(PROVIDED MATERIAL)
______________________________

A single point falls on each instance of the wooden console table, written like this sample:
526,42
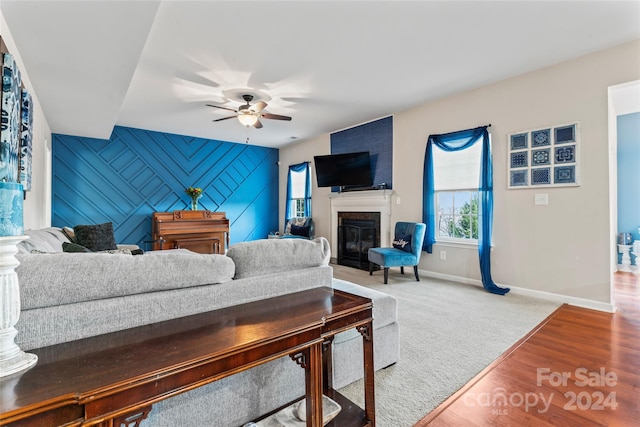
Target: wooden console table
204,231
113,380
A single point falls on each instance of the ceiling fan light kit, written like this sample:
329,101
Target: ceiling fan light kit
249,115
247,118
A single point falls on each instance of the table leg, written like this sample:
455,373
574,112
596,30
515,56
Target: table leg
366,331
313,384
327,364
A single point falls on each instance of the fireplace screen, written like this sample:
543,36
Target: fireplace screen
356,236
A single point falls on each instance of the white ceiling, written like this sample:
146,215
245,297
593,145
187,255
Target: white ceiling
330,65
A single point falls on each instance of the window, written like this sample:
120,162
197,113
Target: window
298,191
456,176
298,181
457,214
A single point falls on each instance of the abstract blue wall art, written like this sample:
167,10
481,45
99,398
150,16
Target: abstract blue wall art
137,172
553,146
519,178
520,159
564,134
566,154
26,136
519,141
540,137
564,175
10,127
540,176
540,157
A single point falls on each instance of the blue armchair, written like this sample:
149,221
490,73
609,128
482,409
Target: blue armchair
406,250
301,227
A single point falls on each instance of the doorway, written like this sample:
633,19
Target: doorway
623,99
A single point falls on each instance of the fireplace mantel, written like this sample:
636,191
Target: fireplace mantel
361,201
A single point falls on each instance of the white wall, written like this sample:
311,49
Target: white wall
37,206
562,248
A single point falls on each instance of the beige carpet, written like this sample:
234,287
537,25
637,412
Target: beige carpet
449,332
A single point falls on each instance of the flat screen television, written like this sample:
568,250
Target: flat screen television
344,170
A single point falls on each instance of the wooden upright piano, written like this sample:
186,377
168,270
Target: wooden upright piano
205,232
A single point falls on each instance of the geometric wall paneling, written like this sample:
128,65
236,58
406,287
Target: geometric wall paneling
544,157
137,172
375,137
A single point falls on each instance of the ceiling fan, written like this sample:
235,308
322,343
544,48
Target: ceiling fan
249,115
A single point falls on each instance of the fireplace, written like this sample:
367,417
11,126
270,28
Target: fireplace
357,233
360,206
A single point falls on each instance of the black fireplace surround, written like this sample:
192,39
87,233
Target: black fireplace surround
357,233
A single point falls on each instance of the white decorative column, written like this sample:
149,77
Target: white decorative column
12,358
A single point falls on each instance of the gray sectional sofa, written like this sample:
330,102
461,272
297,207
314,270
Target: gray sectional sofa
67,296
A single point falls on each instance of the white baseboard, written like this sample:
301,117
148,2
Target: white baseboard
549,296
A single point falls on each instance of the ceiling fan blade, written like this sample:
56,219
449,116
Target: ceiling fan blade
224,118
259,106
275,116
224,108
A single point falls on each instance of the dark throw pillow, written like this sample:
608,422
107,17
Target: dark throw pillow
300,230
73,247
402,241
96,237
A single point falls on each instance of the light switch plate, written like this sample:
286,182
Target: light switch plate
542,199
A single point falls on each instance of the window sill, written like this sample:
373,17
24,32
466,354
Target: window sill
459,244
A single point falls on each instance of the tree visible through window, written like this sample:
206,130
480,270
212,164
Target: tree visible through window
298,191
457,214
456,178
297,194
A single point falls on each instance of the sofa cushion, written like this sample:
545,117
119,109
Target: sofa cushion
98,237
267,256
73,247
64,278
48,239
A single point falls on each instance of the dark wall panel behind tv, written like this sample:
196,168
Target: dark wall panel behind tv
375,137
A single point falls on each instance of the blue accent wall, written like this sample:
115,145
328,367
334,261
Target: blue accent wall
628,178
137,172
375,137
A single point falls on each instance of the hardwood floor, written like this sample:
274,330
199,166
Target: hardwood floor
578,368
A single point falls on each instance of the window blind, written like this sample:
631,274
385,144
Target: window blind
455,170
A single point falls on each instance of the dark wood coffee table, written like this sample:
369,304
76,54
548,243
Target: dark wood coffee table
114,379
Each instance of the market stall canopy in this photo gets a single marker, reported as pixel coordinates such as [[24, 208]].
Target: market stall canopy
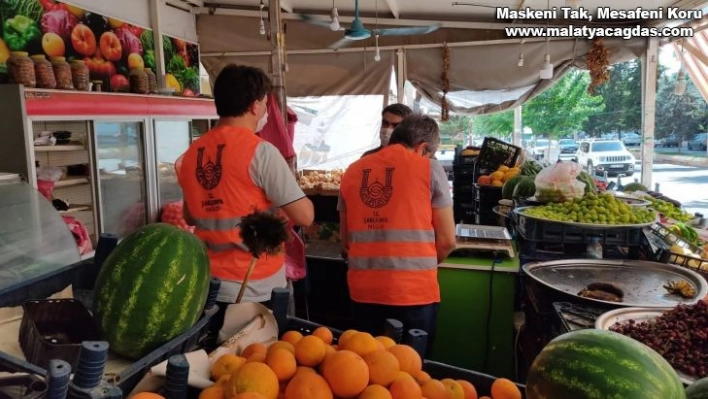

______________________________

(EXERCISE INSTRUCTIONS) Could you return the whole listing exactly, images excluded?

(RESPONSE TO THIS EXERCISE)
A single point falls on each instance of the wooden console table, written like this sample:
526,42
Target: wooden console table
204,231
113,380
A single point falls on each instance of the ceiling fan light kit, written like this sample:
329,101
Target: ceiling fan light kit
249,115
247,118
A single point falls on each instance of the table leg, written like this sample:
455,373
574,112
596,30
515,56
Target: table leg
366,331
313,384
327,364
A single point falls on each instance of the fireplace screen, written like this sample:
543,36
Target: fireplace screen
356,236
A single point falls on each instance of the white ceiling, written like this sample:
146,215
245,297
593,145
187,255
Target: white ceiling
330,65
A single point falls on each instance of the window, written like this sample:
120,162
197,113
Target: window
298,191
456,176
298,181
457,214
A single point falls on each instance of the abstract blue wall art, written like this sample:
167,10
481,45
99,398
150,16
Target: abstract blue wall art
137,172
553,146
519,178
520,159
564,134
566,154
26,136
519,141
540,137
564,175
10,127
540,176
540,157
A single point falls on each instance of the blue armchair, written like this sample:
149,221
490,73
609,128
482,409
Target: blue armchair
406,250
301,227
A single point falls on each instance of the doorway, written like this sample:
633,19
Target: doorway
623,99
A single point falls on each instance of the fireplace mantel, written like this sample:
636,191
Target: fireplace mantel
361,201
A single point falls on each instance of the white wall, written like this sample:
311,49
Target: white wall
37,206
562,248
A single point falls on each instance of the beige carpet, written like this sample:
234,287
537,25
637,412
Target: beige carpet
449,332
A single point falls on each instance of the flat screen television, written like this sample:
568,250
Target: flat screen television
344,170
A single point falls on each instance of the wooden upright piano, written like this sample:
186,377
168,270
Target: wooden upright piano
205,232
A single point falls on each instance of the geometric wall paneling, written like this sample:
128,65
236,58
406,287
Target: geometric wall paneling
544,157
137,172
375,137
A single point falls on each instance of the ceiling fan, written like this sample:
235,308
322,343
544,48
Target: ceiling fan
249,115
A single point falls on each instance of the fireplace, written like this sample:
367,417
11,126
270,28
Target: fireplace
357,233
360,206
A single point falls on each instance of the black fireplace surround, written like this sample:
192,39
87,233
Target: black fireplace surround
357,233
A single point falls on each instance of the white decorative column, written like this sample:
149,77
Target: white decorative column
12,358
A single point falls on each instance of the gray sectional sofa, written like this sample:
330,102
461,272
297,207
314,270
Target: gray sectional sofa
67,296
A single point falls on each instance of the white baseboard, written like this sample:
301,117
148,2
Target: white baseboard
549,296
A single point falls on each instance of the ceiling fan blade, written like this sample:
56,219
449,116
Target: ceiling fan blade
224,118
259,106
275,116
224,108
A single point falls on each instance of the dark throw pillow, written like this sample:
608,422
107,17
Target: dark throw pillow
300,230
73,247
402,241
96,237
A single point falls on each instance of the light switch plate, written like this sample:
286,182
Target: light switch plate
542,199
A single point falls on each instance of the window sill, written like this sample:
373,17
24,32
466,354
Target: window sill
459,244
A single point falls on each instance of the tree visible through window, written like this sample:
206,130
480,270
212,164
Target: tree visible through window
298,191
457,214
456,178
297,194
A single point falls on each instance of the sofa cushion, written like this sample:
545,117
119,109
Target: sofa cushion
98,237
267,256
73,247
64,278
48,239
A single point falls on each instance of the dark wall panel behind tv, written like this sample:
196,168
Target: dark wall panel behind tv
375,137
A single point falls on each instance of the blue accent wall, written like this sample:
115,145
328,367
334,261
Target: blue accent wall
628,178
137,172
375,137
A single point falls on each instance of the hardwood floor, written like this sample:
274,330
199,166
Target: hardwood floor
578,368
A single point falls on each instance of the window blind, written like this sample:
631,274
385,144
Target: window blind
455,170
A single point falls on each instance of the dark wood coffee table, written like this sample:
369,304
76,54
548,243
Target: dark wood coffee table
114,379
Each instance of the market stall canopy in this photo gets a single marker, reported as pixel coordinates such as [[24, 208]].
Target: market stall canopy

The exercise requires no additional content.